Passage for review below:

President Joe Biden announced Thursday that hundreds of thousands of immigrants brought to the U.S. illegally as children will be able to apply for Medicaid and the Affordable Care Act’s health insurance exchanges.
The action will allow participants in the Obama-era Deferred Action for Childhood Arrivals program, or DACA, to access government-funded health insurance programs.
“They’re American in every way except for on paper,” Biden said in a video released on his Twitter page. “We need to give Dreamers the opportunities and support they deserve.”
The action is likely to generate significant pushback from conservative leaders of states that have been reluctant to expand Medicaid and critical of the Biden administration’s response to migrants who enter the U.S. illegally. While the federal government provides funding and guidelines for Medicaid, the program is administered by the states.

End of Passage for review.
Information given below:

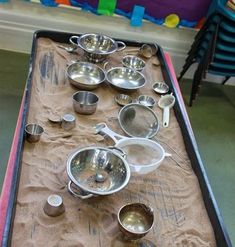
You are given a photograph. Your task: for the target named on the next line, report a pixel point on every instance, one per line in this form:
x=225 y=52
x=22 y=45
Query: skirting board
x=19 y=20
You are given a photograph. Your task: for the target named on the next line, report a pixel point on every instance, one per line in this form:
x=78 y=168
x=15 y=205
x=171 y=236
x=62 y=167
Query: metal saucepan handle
x=166 y=117
x=72 y=38
x=75 y=194
x=122 y=153
x=103 y=128
x=122 y=45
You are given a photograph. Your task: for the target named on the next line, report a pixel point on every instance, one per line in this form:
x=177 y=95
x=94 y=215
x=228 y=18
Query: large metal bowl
x=97 y=47
x=125 y=79
x=97 y=171
x=85 y=75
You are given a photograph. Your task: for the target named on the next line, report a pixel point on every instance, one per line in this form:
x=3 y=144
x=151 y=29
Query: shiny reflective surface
x=123 y=99
x=135 y=220
x=85 y=75
x=133 y=62
x=125 y=78
x=33 y=132
x=146 y=100
x=87 y=165
x=160 y=87
x=85 y=102
x=137 y=120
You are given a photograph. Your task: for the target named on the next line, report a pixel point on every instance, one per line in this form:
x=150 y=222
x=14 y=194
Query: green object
x=106 y=7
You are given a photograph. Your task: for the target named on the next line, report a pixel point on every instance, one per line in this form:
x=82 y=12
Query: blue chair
x=213 y=48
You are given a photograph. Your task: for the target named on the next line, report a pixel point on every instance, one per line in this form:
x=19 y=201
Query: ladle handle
x=72 y=42
x=119 y=150
x=114 y=136
x=122 y=45
x=75 y=194
x=166 y=117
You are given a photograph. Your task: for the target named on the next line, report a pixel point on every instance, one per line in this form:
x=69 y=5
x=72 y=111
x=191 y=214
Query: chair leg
x=226 y=79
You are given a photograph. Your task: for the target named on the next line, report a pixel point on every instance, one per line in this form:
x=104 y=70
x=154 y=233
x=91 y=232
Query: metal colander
x=138 y=121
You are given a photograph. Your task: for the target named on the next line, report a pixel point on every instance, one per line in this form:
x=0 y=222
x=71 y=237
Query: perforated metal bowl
x=85 y=164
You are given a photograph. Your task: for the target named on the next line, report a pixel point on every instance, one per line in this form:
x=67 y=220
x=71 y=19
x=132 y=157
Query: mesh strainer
x=143 y=155
x=137 y=120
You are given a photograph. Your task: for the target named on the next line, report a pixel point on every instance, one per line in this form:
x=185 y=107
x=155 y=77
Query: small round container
x=160 y=88
x=33 y=132
x=133 y=62
x=123 y=99
x=68 y=122
x=54 y=206
x=85 y=102
x=135 y=220
x=146 y=101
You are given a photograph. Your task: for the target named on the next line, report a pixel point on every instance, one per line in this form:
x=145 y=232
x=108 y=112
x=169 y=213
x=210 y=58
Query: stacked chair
x=213 y=48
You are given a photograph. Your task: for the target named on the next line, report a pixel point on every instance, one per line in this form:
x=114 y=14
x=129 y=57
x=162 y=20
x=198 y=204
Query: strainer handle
x=72 y=38
x=166 y=117
x=122 y=153
x=75 y=194
x=113 y=135
x=122 y=45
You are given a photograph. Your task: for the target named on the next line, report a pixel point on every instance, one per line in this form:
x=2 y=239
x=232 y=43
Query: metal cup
x=85 y=102
x=54 y=206
x=68 y=122
x=33 y=132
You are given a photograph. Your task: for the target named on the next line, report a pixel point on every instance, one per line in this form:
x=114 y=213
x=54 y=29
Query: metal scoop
x=166 y=102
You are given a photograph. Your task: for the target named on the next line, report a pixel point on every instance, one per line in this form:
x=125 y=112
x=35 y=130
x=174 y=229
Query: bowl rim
x=97 y=52
x=85 y=189
x=126 y=68
x=131 y=204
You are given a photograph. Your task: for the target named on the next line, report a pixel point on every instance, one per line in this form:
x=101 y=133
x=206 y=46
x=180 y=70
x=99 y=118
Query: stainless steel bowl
x=85 y=102
x=137 y=120
x=88 y=165
x=85 y=75
x=97 y=47
x=146 y=101
x=135 y=220
x=123 y=99
x=125 y=79
x=33 y=132
x=133 y=62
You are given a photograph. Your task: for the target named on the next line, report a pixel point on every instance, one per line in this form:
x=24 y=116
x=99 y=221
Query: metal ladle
x=166 y=102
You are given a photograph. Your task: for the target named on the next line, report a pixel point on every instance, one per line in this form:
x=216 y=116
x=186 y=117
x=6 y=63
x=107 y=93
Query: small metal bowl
x=146 y=100
x=85 y=102
x=160 y=88
x=133 y=62
x=85 y=75
x=54 y=206
x=125 y=79
x=135 y=220
x=33 y=132
x=123 y=99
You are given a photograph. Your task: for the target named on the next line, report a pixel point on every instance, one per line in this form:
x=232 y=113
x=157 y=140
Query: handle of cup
x=72 y=38
x=121 y=45
x=166 y=117
x=75 y=194
x=119 y=150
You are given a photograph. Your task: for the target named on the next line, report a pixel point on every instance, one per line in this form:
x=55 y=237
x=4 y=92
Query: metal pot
x=97 y=171
x=97 y=47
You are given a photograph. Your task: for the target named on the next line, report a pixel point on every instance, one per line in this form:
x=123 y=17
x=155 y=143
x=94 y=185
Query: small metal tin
x=135 y=220
x=33 y=132
x=146 y=100
x=54 y=206
x=160 y=88
x=68 y=122
x=123 y=99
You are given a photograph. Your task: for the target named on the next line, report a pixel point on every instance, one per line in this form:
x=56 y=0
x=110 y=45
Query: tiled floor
x=212 y=118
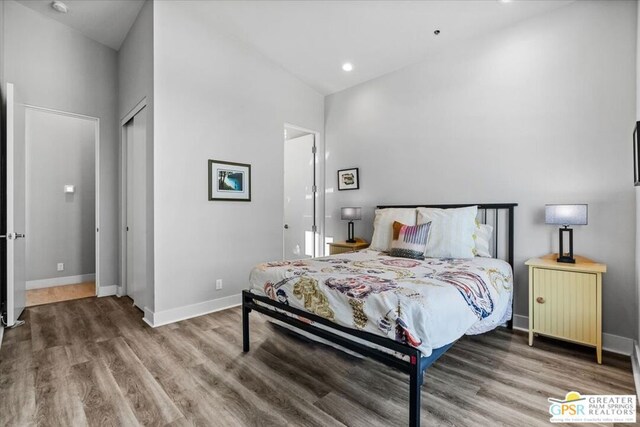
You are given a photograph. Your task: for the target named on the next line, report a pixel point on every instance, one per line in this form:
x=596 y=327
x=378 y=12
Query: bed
x=402 y=312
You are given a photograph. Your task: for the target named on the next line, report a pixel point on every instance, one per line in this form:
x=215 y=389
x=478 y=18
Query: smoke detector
x=58 y=6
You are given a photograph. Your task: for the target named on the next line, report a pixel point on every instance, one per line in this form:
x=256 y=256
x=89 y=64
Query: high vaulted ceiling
x=105 y=21
x=312 y=39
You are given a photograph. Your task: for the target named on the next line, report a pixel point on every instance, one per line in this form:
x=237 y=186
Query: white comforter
x=426 y=304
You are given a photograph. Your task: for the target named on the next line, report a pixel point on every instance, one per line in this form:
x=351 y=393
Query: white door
x=299 y=232
x=16 y=213
x=136 y=230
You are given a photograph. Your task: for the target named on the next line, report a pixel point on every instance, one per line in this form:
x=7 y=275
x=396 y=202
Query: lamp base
x=567 y=259
x=350 y=238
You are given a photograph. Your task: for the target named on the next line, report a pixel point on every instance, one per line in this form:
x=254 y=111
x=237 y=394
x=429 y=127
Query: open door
x=15 y=213
x=300 y=231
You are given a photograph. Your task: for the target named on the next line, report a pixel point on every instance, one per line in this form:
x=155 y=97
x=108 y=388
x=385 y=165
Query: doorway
x=60 y=205
x=134 y=275
x=300 y=230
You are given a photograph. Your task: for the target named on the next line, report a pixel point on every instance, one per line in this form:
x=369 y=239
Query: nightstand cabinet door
x=565 y=305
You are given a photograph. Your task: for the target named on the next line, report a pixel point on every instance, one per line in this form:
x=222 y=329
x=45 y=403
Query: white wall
x=56 y=67
x=135 y=72
x=538 y=113
x=216 y=99
x=60 y=150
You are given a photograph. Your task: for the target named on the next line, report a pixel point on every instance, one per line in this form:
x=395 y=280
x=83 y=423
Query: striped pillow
x=409 y=241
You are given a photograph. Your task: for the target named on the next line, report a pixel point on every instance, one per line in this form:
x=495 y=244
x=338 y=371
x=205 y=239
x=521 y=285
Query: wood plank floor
x=94 y=362
x=60 y=293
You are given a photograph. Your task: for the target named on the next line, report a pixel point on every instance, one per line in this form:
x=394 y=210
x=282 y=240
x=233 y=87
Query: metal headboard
x=487 y=212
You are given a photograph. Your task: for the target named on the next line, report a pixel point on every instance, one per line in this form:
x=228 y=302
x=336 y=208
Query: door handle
x=12 y=236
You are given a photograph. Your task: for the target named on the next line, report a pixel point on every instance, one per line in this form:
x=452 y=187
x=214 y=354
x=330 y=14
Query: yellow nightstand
x=565 y=300
x=342 y=247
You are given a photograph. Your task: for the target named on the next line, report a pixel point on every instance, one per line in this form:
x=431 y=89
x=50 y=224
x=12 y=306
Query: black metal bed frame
x=416 y=364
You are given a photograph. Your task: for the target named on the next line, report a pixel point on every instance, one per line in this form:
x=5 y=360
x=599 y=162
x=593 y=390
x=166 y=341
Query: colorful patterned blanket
x=426 y=304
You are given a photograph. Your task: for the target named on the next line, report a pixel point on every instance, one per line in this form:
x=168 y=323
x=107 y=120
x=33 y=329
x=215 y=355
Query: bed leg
x=415 y=385
x=245 y=325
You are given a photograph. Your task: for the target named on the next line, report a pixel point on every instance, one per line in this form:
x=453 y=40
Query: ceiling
x=312 y=39
x=105 y=21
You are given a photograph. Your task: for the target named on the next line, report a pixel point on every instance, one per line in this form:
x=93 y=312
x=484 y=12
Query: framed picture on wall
x=348 y=179
x=229 y=181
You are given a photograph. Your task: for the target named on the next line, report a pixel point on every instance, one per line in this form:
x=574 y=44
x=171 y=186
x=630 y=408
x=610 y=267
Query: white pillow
x=482 y=237
x=383 y=226
x=452 y=230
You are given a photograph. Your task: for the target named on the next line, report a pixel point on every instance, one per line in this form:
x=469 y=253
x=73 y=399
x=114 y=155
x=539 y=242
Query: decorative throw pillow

End of Information given.

§ Directions for this task:
Write out the passage on DACA health coverage from "The action will" to "by the states.", substituting "young immigrants" for "Dreamers". These records were taken from a different source.

§ Answer to this problem:
The action will allow participants in the Obama-era Deferred Action for Childhood Arrivals program, or DACA, to access government-funded health insurance programs.
“They’re American in every way except for on paper,” Biden said in a video released on his Twitter page. “We need to give young immigrants the opportunities and support they deserve.”
The action is likely to generate significant pushback from conservative leaders of states that have been reluctant to expand Medicaid and critical of the Biden administration’s response to migrants who enter the U.S. illegally. While the federal government provides funding and guidelines for Medicaid, the program is administered by the states.